** start **

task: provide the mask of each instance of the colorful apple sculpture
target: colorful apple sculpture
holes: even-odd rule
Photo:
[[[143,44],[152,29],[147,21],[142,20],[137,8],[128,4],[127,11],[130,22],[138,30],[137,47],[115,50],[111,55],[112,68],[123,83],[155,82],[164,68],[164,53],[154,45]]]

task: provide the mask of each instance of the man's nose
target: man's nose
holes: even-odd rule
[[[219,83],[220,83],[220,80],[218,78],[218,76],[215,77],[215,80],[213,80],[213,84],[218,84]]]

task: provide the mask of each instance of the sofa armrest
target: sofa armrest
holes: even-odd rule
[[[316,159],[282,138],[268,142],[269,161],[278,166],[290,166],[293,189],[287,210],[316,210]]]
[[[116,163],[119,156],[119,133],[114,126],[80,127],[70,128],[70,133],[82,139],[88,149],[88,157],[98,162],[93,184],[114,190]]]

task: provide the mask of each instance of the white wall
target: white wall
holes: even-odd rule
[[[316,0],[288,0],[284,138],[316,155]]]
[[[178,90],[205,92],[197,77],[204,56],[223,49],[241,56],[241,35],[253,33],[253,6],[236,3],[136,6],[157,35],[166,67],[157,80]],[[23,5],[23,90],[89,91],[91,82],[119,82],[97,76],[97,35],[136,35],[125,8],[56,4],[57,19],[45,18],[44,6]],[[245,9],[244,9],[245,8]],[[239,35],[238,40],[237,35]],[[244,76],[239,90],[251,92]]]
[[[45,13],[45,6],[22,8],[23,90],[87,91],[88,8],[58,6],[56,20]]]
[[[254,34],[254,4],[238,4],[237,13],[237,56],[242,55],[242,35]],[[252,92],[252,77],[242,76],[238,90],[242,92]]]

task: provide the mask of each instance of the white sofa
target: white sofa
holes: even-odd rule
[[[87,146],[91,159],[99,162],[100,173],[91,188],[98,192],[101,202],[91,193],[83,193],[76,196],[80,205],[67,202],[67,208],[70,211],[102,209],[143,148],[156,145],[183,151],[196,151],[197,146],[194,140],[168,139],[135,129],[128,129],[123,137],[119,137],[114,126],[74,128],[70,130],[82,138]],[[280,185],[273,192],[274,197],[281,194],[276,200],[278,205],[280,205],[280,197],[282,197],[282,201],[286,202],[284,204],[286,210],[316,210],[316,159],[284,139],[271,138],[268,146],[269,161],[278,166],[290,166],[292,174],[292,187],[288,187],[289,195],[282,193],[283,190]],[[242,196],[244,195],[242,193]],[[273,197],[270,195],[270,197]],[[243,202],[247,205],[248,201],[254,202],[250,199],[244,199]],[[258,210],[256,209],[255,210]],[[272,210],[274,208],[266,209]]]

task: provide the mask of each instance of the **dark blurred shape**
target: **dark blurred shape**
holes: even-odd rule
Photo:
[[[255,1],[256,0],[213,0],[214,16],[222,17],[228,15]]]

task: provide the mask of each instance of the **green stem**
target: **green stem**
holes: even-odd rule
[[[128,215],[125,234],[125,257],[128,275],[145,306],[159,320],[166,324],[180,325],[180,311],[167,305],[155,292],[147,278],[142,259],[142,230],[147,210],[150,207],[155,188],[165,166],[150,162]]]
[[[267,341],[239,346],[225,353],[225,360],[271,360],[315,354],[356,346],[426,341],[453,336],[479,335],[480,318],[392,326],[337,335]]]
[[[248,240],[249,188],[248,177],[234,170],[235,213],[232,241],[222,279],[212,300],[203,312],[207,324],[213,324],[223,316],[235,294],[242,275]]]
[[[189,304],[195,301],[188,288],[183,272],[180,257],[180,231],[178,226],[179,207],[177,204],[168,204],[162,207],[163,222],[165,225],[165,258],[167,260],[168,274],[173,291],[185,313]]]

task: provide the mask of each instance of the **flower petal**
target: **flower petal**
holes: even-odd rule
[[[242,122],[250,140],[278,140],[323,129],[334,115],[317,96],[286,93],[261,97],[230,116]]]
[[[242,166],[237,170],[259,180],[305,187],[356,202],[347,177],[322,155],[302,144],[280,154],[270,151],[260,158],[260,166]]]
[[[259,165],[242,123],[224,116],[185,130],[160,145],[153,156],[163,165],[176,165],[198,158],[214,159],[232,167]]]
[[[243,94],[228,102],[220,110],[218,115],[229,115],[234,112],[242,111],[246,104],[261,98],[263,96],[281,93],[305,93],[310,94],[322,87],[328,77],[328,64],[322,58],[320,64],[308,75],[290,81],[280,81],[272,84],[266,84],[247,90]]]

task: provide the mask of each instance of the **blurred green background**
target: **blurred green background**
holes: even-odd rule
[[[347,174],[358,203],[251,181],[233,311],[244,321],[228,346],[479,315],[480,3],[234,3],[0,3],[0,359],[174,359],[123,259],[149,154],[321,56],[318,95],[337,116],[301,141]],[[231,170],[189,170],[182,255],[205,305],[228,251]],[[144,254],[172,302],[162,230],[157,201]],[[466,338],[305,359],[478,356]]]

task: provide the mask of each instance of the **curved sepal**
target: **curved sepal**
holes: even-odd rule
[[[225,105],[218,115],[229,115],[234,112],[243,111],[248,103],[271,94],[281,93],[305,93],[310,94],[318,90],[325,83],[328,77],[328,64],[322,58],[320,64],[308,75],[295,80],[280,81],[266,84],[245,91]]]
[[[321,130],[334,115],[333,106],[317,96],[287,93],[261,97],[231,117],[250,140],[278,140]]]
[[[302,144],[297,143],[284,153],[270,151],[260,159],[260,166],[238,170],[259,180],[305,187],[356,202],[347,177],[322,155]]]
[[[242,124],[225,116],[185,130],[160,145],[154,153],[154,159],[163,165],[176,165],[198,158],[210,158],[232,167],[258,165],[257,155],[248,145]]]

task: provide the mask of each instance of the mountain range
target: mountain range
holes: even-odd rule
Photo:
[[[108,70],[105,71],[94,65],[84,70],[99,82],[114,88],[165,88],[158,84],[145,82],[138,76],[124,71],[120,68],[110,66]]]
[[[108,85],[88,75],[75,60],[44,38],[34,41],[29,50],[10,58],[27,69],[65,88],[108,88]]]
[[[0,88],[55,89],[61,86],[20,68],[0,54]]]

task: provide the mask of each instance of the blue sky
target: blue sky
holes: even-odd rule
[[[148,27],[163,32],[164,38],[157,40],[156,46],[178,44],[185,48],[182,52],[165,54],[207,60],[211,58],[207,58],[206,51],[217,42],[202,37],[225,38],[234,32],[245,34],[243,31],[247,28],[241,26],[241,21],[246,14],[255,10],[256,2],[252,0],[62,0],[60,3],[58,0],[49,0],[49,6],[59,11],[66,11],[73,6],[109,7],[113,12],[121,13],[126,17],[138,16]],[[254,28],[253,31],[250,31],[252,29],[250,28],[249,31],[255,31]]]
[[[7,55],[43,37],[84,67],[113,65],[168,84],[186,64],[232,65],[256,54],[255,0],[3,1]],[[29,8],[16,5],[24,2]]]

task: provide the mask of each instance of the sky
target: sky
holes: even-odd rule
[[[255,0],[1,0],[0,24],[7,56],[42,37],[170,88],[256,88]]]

** end **

» **Stated exercise**
Please set down all the data word for word.

» **Right answer**
task: provide the mask of each instance of the colorful apple sculpture
target: colorful apple sculpture
holes: even-odd rule
Photo:
[[[143,44],[152,29],[147,21],[142,20],[137,8],[128,4],[127,11],[130,22],[138,30],[137,47],[115,50],[111,55],[112,68],[123,83],[155,82],[164,68],[164,53],[154,45]]]

task: provide the mask of each instance of the man's nose
target: man's nose
holes: even-odd rule
[[[219,83],[220,83],[220,80],[218,78],[218,76],[215,77],[215,80],[213,80],[213,84],[218,84]]]

task: provide the mask of each instance of the sofa armrest
target: sofa armrest
holes: even-odd rule
[[[316,159],[282,138],[268,142],[269,161],[278,166],[290,166],[293,189],[287,210],[316,210]]]
[[[116,163],[119,156],[119,133],[114,126],[80,127],[70,128],[70,133],[82,139],[88,149],[88,157],[98,162],[93,184],[114,190]]]

task: provide the mask of each instance of the white wall
target: white wall
holes: even-odd rule
[[[316,0],[288,0],[284,138],[316,155]]]
[[[178,90],[205,92],[197,77],[204,56],[223,49],[241,56],[241,35],[253,33],[253,6],[236,3],[136,6],[157,35],[166,67],[157,80]],[[23,5],[23,90],[89,91],[91,82],[119,82],[97,76],[97,35],[136,35],[125,8],[56,4],[57,19],[45,18],[44,6]],[[245,9],[244,9],[245,8]],[[239,35],[238,40],[237,35]],[[244,76],[239,90],[251,92]]]
[[[45,13],[45,6],[22,8],[23,90],[87,91],[88,8],[58,6],[56,20]]]
[[[254,34],[254,4],[238,4],[237,13],[237,56],[242,55],[242,35]],[[252,92],[252,77],[242,76],[238,90],[242,92]]]

task: provide the mask of each instance of the white sofa
target: white sofa
holes: even-odd rule
[[[87,146],[91,159],[99,162],[100,173],[91,188],[98,192],[101,202],[91,193],[83,193],[76,196],[80,205],[67,202],[67,208],[70,211],[102,209],[143,148],[156,145],[183,151],[196,151],[197,146],[194,140],[168,139],[135,129],[128,129],[123,137],[119,137],[114,126],[74,128],[70,130],[82,138]],[[280,185],[273,192],[274,197],[281,194],[276,200],[278,205],[280,205],[280,197],[282,197],[282,201],[286,202],[284,204],[286,210],[316,210],[316,159],[284,139],[271,138],[268,146],[269,161],[278,166],[290,166],[292,174],[292,187],[288,187],[289,195],[282,193],[283,190]],[[242,196],[244,195],[242,193]],[[273,197],[270,195],[270,197]],[[243,202],[247,205],[248,201],[254,202],[250,199],[244,199]],[[258,210],[256,209],[255,210]],[[272,210],[274,208],[266,209]]]

task: provide the mask of each instance of the **dark blurred shape**
target: **dark blurred shape**
holes: even-odd rule
Photo:
[[[255,1],[256,0],[213,0],[214,16],[222,17],[228,15]]]

task: provide the mask of each instance of the **green stem**
target: **green stem**
holes: even-odd rule
[[[128,215],[125,234],[125,257],[128,275],[145,306],[159,320],[166,324],[180,325],[180,311],[167,305],[155,292],[147,278],[142,259],[142,230],[147,210],[150,207],[155,188],[165,166],[150,162]]]
[[[267,341],[239,346],[225,353],[225,360],[271,360],[315,354],[356,346],[426,341],[453,336],[479,335],[480,318],[392,326],[337,335]]]
[[[248,240],[249,188],[248,177],[234,170],[235,213],[232,241],[222,279],[212,300],[203,312],[207,324],[213,324],[223,316],[235,294],[242,275]]]
[[[189,304],[195,301],[188,288],[183,272],[180,257],[180,231],[178,226],[179,207],[177,204],[168,204],[162,207],[163,222],[165,225],[165,258],[167,260],[168,274],[173,291],[185,313]]]

task: provide the mask of each instance of the **flower petal**
target: **flower petal**
holes: even-odd rule
[[[242,122],[250,140],[278,140],[323,129],[334,115],[317,96],[286,93],[261,97],[230,116]]]
[[[242,166],[237,170],[259,180],[305,187],[356,202],[347,177],[322,155],[302,144],[280,154],[270,151],[260,158],[260,166]]]
[[[259,165],[242,123],[224,116],[185,130],[160,145],[153,156],[163,165],[176,165],[198,158],[214,159],[232,167]]]
[[[243,94],[228,102],[220,110],[218,115],[229,115],[234,112],[242,111],[246,104],[261,98],[263,96],[281,93],[305,93],[310,94],[322,87],[328,77],[328,64],[322,58],[320,64],[308,75],[290,81],[280,81],[272,84],[266,84],[247,90]]]

task: provide the mask of each instance of the **blurred green background**
target: **blurred green background**
holes: even-odd rule
[[[347,174],[358,203],[251,181],[233,311],[244,321],[228,346],[479,315],[480,3],[234,3],[0,3],[0,359],[174,359],[123,259],[149,154],[321,56],[318,95],[337,116],[301,141]],[[231,170],[189,170],[182,255],[205,305],[228,251]],[[144,254],[172,302],[162,230],[157,201]],[[466,338],[305,359],[478,356]]]

task: provide the mask of each instance of the **curved sepal**
target: **curved sepal**
holes: even-odd rule
[[[225,105],[218,115],[229,115],[234,112],[243,111],[248,103],[271,94],[281,93],[305,93],[310,94],[318,90],[325,83],[328,77],[328,64],[322,58],[320,64],[308,75],[295,80],[280,81],[266,84],[245,91]]]
[[[321,130],[334,115],[333,106],[317,96],[287,93],[261,97],[231,117],[250,140],[278,140]]]
[[[302,144],[297,143],[284,153],[270,151],[260,159],[260,166],[238,170],[259,180],[305,187],[356,202],[347,177],[322,155]]]
[[[242,124],[225,116],[185,130],[160,145],[154,153],[154,159],[163,165],[176,165],[198,158],[210,158],[232,167],[258,165],[257,155],[248,145]]]

task: provide the mask of each instance of the mountain range
target: mountain range
holes: even-odd rule
Photo:
[[[108,70],[105,71],[94,65],[84,70],[99,82],[114,88],[165,88],[158,84],[145,82],[138,76],[124,71],[120,68],[110,66]]]
[[[108,85],[88,75],[75,60],[44,38],[34,41],[29,50],[10,58],[27,69],[65,88],[108,88]]]
[[[0,88],[55,89],[61,86],[20,68],[0,54]]]

task: provide the mask of each instance of the blue sky
target: blue sky
holes: even-odd rule
[[[148,27],[163,32],[164,38],[157,40],[156,46],[178,44],[185,48],[182,52],[165,54],[207,60],[211,58],[207,58],[206,51],[217,42],[202,37],[225,38],[234,32],[245,34],[243,31],[247,28],[241,26],[241,21],[246,14],[255,10],[256,2],[252,0],[62,0],[60,3],[58,0],[49,0],[49,6],[59,11],[66,11],[73,6],[109,7],[113,12],[121,13],[126,17],[138,16]],[[254,28],[253,31],[250,31],[252,29],[250,28],[249,31],[255,31]]]
[[[7,55],[43,37],[84,67],[113,65],[168,84],[186,64],[232,65],[256,54],[255,0],[3,1]],[[29,8],[16,5],[24,2]]]

task: provide the mask of each instance of the sky
target: sky
holes: even-odd rule
[[[255,0],[1,0],[0,24],[7,56],[42,37],[170,88],[256,88]]]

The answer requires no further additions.